**WORK REQUIRED**
Could you convert the rows into a Markdown table with the columns No. and Text, numbering each line, starting at the very first line of the rows and going on through the line containing "M 282 147 L"? Skip blank lines and leave the pictures out.

-- Start of RECORD LIST --

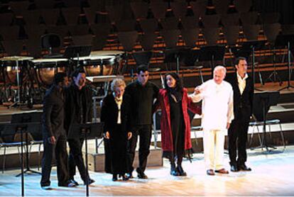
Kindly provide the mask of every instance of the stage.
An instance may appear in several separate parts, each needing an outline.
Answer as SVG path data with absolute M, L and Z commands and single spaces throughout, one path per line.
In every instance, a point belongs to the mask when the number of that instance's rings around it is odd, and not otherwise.
M 282 147 L 278 147 L 278 151 Z M 294 146 L 288 146 L 285 152 L 267 153 L 260 149 L 248 150 L 247 164 L 252 171 L 231 172 L 227 175 L 207 176 L 203 154 L 193 156 L 192 162 L 185 160 L 186 177 L 169 174 L 168 162 L 163 167 L 148 167 L 149 179 L 136 178 L 128 181 L 111 180 L 111 175 L 90 171 L 96 181 L 89 187 L 90 196 L 293 196 Z M 224 157 L 225 167 L 229 169 L 229 158 Z M 21 196 L 21 178 L 15 177 L 19 170 L 6 171 L 0 176 L 1 196 Z M 85 196 L 85 186 L 63 188 L 57 186 L 56 168 L 51 174 L 53 189 L 44 191 L 40 187 L 40 176 L 25 175 L 25 196 Z M 82 183 L 79 176 L 77 181 Z

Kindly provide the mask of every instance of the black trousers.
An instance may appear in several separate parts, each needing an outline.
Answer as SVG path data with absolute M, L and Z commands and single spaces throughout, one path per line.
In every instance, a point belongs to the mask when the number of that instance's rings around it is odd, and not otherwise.
M 133 132 L 133 136 L 129 140 L 127 147 L 128 171 L 131 173 L 134 171 L 133 163 L 135 157 L 136 147 L 137 145 L 138 135 L 139 136 L 138 159 L 139 167 L 138 171 L 143 172 L 147 165 L 147 157 L 150 153 L 150 142 L 151 140 L 151 125 L 138 125 Z
M 230 164 L 244 164 L 247 159 L 246 143 L 249 122 L 234 120 L 228 130 L 229 135 L 229 156 Z M 238 158 L 236 159 L 238 145 Z
M 55 152 L 57 162 L 57 176 L 59 184 L 65 184 L 68 182 L 69 175 L 67 170 L 67 152 L 66 150 L 66 135 L 60 134 L 56 137 L 56 144 L 52 145 L 48 142 L 48 137 L 43 136 L 44 152 L 42 158 L 42 186 L 50 186 L 51 174 L 51 163 Z
M 86 171 L 86 167 L 82 157 L 82 144 L 84 139 L 80 140 L 68 140 L 68 145 L 70 146 L 70 156 L 68 157 L 68 168 L 70 173 L 70 179 L 73 179 L 75 175 L 75 168 L 80 171 L 80 175 L 84 182 L 89 179 L 89 174 Z

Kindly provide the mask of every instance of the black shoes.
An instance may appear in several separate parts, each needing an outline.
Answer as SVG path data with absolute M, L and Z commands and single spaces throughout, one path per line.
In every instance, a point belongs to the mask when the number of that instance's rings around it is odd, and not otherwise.
M 117 174 L 112 174 L 112 181 L 117 181 Z
M 187 173 L 184 171 L 182 166 L 178 166 L 177 170 L 179 173 L 179 176 L 187 176 Z
M 231 164 L 231 171 L 239 171 L 239 169 L 236 164 Z
M 87 185 L 87 184 L 88 185 L 91 185 L 92 184 L 93 184 L 94 182 L 95 182 L 95 181 L 94 181 L 93 179 L 89 179 L 87 182 L 84 181 L 84 184 Z
M 77 185 L 71 181 L 69 181 L 68 183 L 58 183 L 58 186 L 60 187 L 75 187 Z
M 126 179 L 128 179 L 128 180 L 130 179 L 133 179 L 134 178 L 133 174 L 131 172 L 126 173 L 126 175 L 125 175 L 125 176 L 126 176 Z
M 239 165 L 238 167 L 240 170 L 242 170 L 242 171 L 251 171 L 251 169 L 246 167 L 245 164 Z
M 147 175 L 146 175 L 144 172 L 141 171 L 138 169 L 136 171 L 137 171 L 137 174 L 138 174 L 138 178 L 141 179 L 148 179 Z
M 74 184 L 77 186 L 79 185 L 79 184 L 74 179 L 70 179 L 70 182 Z

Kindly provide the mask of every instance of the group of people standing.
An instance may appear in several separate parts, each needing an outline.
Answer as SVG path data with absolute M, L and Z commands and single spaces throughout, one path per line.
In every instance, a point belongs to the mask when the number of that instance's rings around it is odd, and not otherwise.
M 231 171 L 251 171 L 245 162 L 254 87 L 251 78 L 246 73 L 246 60 L 237 58 L 235 67 L 236 73 L 225 79 L 226 68 L 217 66 L 213 70 L 213 79 L 196 87 L 191 95 L 187 94 L 187 90 L 183 86 L 175 73 L 167 73 L 163 79 L 163 88 L 159 89 L 148 81 L 146 65 L 137 67 L 136 80 L 127 86 L 123 79 L 114 79 L 111 84 L 111 92 L 102 101 L 101 111 L 101 121 L 104 123 L 105 171 L 112 174 L 112 180 L 115 181 L 121 177 L 126 181 L 134 177 L 133 163 L 138 138 L 138 167 L 136 171 L 138 178 L 148 179 L 145 170 L 150 153 L 152 116 L 158 108 L 161 109 L 163 157 L 170 161 L 171 175 L 187 175 L 182 162 L 192 150 L 188 111 L 202 114 L 205 160 L 208 175 L 229 173 L 224 168 L 222 161 L 227 130 Z M 94 182 L 85 168 L 82 138 L 68 140 L 67 165 L 67 132 L 70 130 L 73 123 L 90 122 L 92 118 L 92 96 L 91 91 L 85 86 L 85 74 L 77 71 L 72 77 L 73 83 L 63 88 L 66 86 L 66 75 L 58 73 L 44 101 L 45 147 L 41 186 L 50 186 L 54 147 L 59 186 L 78 184 L 74 179 L 75 166 L 85 184 Z M 197 104 L 200 101 L 202 101 L 202 108 Z M 59 116 L 56 116 L 58 113 Z M 60 147 L 62 151 L 57 151 Z
M 75 123 L 92 122 L 92 90 L 86 86 L 84 70 L 76 69 L 69 79 L 64 72 L 54 76 L 53 84 L 46 91 L 43 101 L 42 133 L 44 152 L 42 159 L 40 186 L 50 189 L 51 163 L 56 159 L 59 186 L 79 185 L 75 180 L 76 167 L 85 184 L 94 182 L 86 170 L 83 156 L 83 137 L 67 139 Z M 66 142 L 68 142 L 68 156 Z

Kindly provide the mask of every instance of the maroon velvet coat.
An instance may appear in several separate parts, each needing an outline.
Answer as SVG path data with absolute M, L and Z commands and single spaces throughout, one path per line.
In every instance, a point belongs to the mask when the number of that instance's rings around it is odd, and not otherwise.
M 164 151 L 173 151 L 173 132 L 170 125 L 170 109 L 168 100 L 168 91 L 162 89 L 159 91 L 158 94 L 159 107 L 161 108 L 161 143 L 162 149 Z M 185 150 L 189 150 L 192 147 L 190 118 L 187 113 L 187 108 L 195 113 L 200 114 L 201 109 L 195 103 L 192 102 L 191 98 L 187 96 L 187 89 L 183 89 L 182 98 L 183 114 L 185 121 Z M 180 125 L 179 125 L 180 126 Z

-- End of RECORD LIST --

**RESPONSE FOR THIS EXERCISE**
| No. | Text |
|---|---|
| 1 | Kindly provide the mask of every instance of the stage. |
| 2 | An instance may appear in several separate parts, each needing an outline. |
| 3 | Answer as SVG path data with absolute M, L and Z commands and single spaces throughout, one path per line. |
| 4 | In every instance, a point belongs to the mask when the number of that instance's rings around it is odd, and not otherwise. |
| 5 | M 282 147 L 278 147 L 278 151 Z M 294 146 L 288 146 L 285 152 L 267 153 L 260 149 L 248 150 L 247 164 L 252 171 L 231 172 L 227 175 L 207 176 L 203 154 L 193 156 L 192 162 L 185 160 L 186 177 L 169 174 L 168 162 L 163 167 L 148 167 L 149 179 L 136 178 L 128 181 L 111 180 L 111 175 L 90 171 L 96 181 L 89 187 L 90 196 L 293 196 Z M 224 157 L 225 167 L 229 169 L 229 158 Z M 21 196 L 21 178 L 15 177 L 19 170 L 6 171 L 0 176 L 1 196 Z M 85 196 L 85 186 L 63 188 L 57 186 L 56 168 L 51 174 L 53 189 L 44 191 L 40 187 L 40 176 L 25 175 L 25 196 Z M 82 183 L 79 176 L 77 181 Z |